- ПОРЯДОК ВЫПОЛНЕНИЯ -
Выведите дословно часть отрывка о Нахимове, начиная со слов «Нахимов ставил лучших» и далее до слов «один за другим.» включительно.

- ОТРЫВОК ДЛЯ ЧТЕНИЯ -
┄┄┄┄┄┄┄┄┄┄
Нахимов ставил лучших офицеров для наблюдения за всеми попытками французов приблизиться к люнету. И офицеры и солдаты этого русского наблюдательного поста погибали быстро, один за другим.

Вот что писал Нахимов 24 марта 1855 г. отцу одного из погибших на этом опасном посту: «Доблестная военная жизнь ваша дает мне право говорить с вами откровенно, несмотря на чувствительность предмета. Согласившись на просьбу сына, вы послали его в Севастополь не для наград и отличий, движимые чувством святого долга, лежащего на каждом русском и в особенности моряке. Вы благословили его на подвиг, к которому призвали его пример и внушения, полученные им с детства от отца своего; вы свято довершили свою обязанность, он с честью выполнял свою. Почетное назначение — наблюдать за войсками, расположенными в ложементах перед Камчатским люнетом, — было возложено на него как на офицера, каких нелегко найти в Севастополе, и только вследствие его желания. Каждую ночь осыпаемый градом пуль, он ни на минуту не забывал важности своего поста и к утру с гордостью мог указывать, что бдительность была не даром: с минуты его назначения неприятель, принимаясь вести работы тихой сапой, не продвинулся ни на вершок. Несмотря на высокое самоотвержение его, ни одна пуля его не задела, а всевышнему богу угодно было, чтобы случайная граната была причиной его смерти, — в один час ночи с 22 на 23 число он убит... В Севастополе, где весть о смерти почти уже не производит впечатления, сын ваш был одним из немногих, на долю которых досталось искреннее соболезнование всех моряков и всех, знавших его; он погребен в Ушаковой балке; провожая его в могилу, я был свидетелем непритворных слез и грусти окружающих. Сообщая эту горестную весть, я прошу верить, что вместе с вами и мы, товарищи его, разделяем ваши чувства; прекрасный офицер, редких душевных достоинств человек, он был украшением и гордостью нашего общества; а смерть его мы будем вспоминать, как горькую жертву, необходимую для искупления Севастополя. Оканчивая письмо, я [352] осмеливаюсь просить вас доставить мне случай хотя косвенным образом быть полезным его несчастной супруге и ее семейству»{13}.
┄┄┄┄┄┄┄┄┄┄
- ПРЕДОСТАВЛЕННЫЕ ЗАПИСИ -
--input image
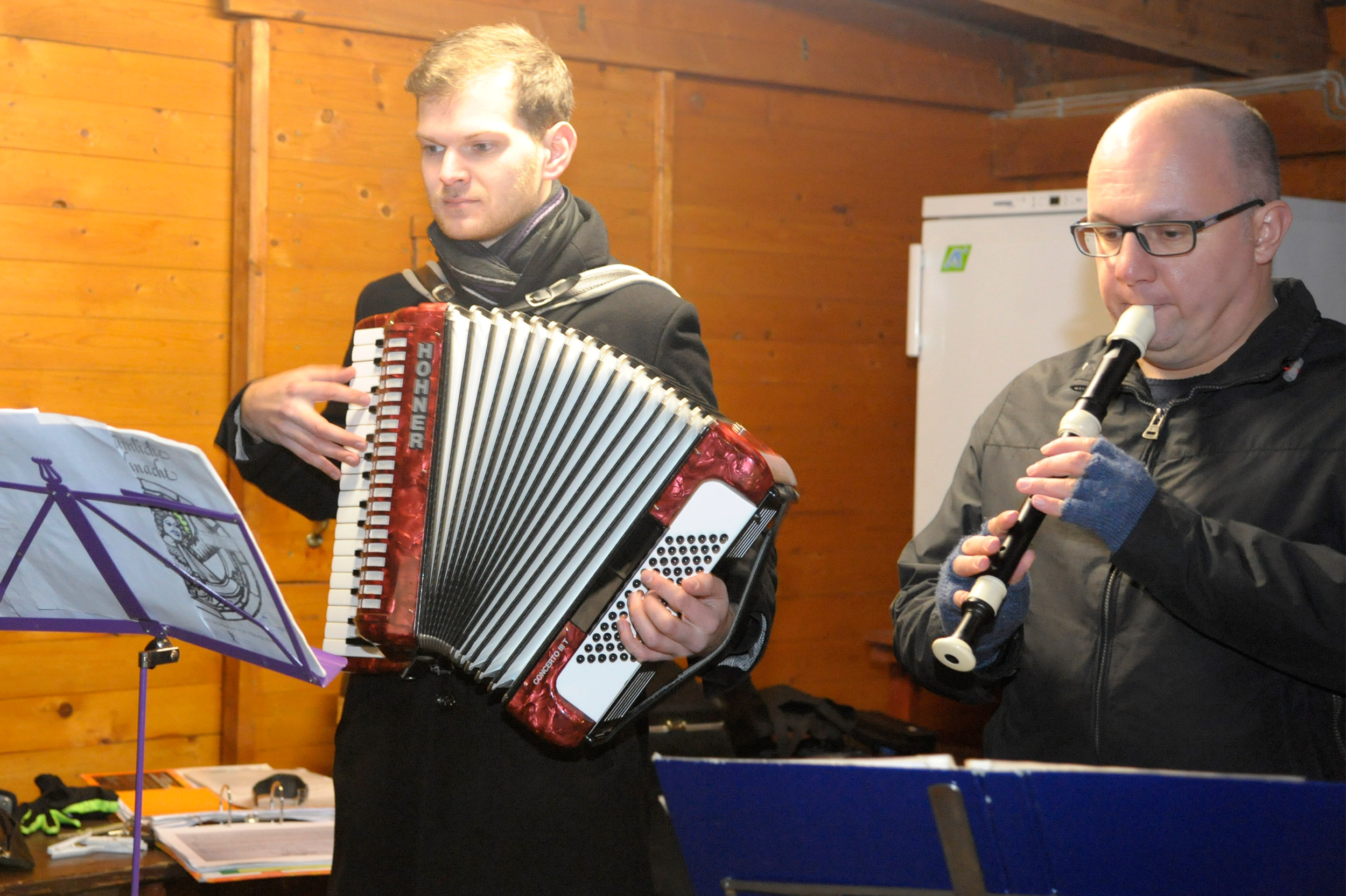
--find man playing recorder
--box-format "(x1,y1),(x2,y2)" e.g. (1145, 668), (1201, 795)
(217, 25), (775, 896)
(893, 89), (1346, 779)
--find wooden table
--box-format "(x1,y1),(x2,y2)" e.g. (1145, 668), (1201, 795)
(0, 834), (327, 896)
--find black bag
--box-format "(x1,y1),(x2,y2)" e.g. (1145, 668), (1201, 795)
(0, 790), (32, 871)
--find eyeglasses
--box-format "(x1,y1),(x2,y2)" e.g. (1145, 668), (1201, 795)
(1070, 199), (1267, 258)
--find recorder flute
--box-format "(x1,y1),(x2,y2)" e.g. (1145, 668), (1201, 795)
(931, 305), (1155, 671)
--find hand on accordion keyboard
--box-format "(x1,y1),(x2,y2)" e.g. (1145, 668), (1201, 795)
(618, 569), (732, 663)
(241, 365), (369, 479)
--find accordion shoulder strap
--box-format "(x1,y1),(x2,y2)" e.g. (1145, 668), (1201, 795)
(520, 265), (683, 311)
(403, 261), (683, 312)
(403, 261), (454, 302)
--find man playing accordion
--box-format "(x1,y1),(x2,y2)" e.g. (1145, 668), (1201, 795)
(217, 25), (775, 896)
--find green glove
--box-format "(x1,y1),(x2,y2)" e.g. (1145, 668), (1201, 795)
(16, 775), (117, 836)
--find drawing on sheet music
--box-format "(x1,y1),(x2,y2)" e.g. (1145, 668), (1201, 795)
(140, 479), (263, 620)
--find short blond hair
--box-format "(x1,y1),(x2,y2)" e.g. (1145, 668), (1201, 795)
(406, 23), (575, 138)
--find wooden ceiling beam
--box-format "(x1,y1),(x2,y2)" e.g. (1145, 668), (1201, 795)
(983, 0), (1329, 76)
(222, 0), (1014, 110)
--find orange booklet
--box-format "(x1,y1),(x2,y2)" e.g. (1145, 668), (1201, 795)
(80, 768), (220, 818)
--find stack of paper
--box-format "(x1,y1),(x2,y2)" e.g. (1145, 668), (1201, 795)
(152, 809), (335, 883)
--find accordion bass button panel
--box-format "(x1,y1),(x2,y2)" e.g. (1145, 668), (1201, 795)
(556, 479), (756, 721)
(323, 327), (384, 658)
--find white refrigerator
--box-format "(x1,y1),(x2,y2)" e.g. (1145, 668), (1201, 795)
(907, 190), (1346, 531)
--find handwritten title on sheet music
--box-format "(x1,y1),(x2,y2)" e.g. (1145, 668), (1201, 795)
(112, 433), (178, 481)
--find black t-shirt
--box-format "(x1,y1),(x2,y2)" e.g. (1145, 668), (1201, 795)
(1146, 374), (1210, 408)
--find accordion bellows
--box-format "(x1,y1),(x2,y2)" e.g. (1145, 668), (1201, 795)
(323, 304), (796, 745)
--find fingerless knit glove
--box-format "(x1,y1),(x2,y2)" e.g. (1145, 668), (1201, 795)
(1061, 439), (1159, 553)
(15, 775), (117, 836)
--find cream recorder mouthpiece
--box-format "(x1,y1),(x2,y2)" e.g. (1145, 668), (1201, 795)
(930, 638), (977, 671)
(1108, 305), (1155, 354)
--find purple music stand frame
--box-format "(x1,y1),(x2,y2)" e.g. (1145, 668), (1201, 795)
(0, 457), (346, 896)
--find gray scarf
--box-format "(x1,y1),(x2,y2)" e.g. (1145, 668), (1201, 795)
(430, 184), (583, 308)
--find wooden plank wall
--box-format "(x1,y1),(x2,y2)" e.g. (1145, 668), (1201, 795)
(0, 0), (234, 799)
(673, 78), (1012, 709)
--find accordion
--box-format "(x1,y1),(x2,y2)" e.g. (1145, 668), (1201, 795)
(323, 303), (797, 747)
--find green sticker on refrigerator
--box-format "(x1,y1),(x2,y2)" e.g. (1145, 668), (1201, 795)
(940, 245), (972, 270)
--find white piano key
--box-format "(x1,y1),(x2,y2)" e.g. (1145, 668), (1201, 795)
(336, 507), (365, 523)
(346, 405), (378, 429)
(327, 570), (358, 591)
(327, 607), (355, 626)
(338, 457), (374, 487)
(323, 621), (360, 639)
(333, 523), (365, 541)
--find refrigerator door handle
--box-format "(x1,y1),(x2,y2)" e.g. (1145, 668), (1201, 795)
(907, 242), (925, 358)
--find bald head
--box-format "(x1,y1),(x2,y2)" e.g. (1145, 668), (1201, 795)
(1098, 87), (1280, 202)
(1088, 89), (1291, 378)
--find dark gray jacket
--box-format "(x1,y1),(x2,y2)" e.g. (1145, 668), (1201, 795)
(893, 280), (1346, 779)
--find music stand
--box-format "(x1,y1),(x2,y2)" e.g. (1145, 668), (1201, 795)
(654, 756), (1346, 896)
(0, 410), (346, 896)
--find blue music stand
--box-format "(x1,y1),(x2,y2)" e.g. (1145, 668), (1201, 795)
(656, 756), (1346, 896)
(0, 410), (346, 895)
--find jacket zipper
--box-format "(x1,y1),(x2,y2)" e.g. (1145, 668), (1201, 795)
(1093, 566), (1117, 761)
(1093, 374), (1271, 761)
(1333, 694), (1346, 763)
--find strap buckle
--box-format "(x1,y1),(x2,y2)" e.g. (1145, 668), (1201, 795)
(524, 275), (580, 308)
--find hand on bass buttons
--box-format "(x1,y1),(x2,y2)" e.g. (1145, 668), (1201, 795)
(241, 365), (369, 479)
(618, 569), (732, 663)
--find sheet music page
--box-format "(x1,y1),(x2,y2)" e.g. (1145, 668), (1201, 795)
(0, 410), (334, 680)
(155, 821), (335, 871)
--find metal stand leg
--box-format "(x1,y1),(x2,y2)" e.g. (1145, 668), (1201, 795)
(131, 635), (179, 896)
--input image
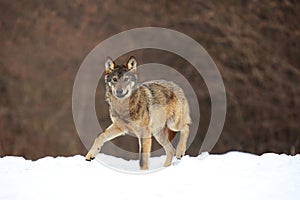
┄┄┄┄┄┄┄┄┄┄
- ИТОГОВЫЙ ОТВЕТ -
Нахимов ставил лучших офицеров для наблюдения за всеми попытками французов приблизиться к люнету. И офицеры и солдаты этого русского наблюдательного поста погибали быстро, один за другим.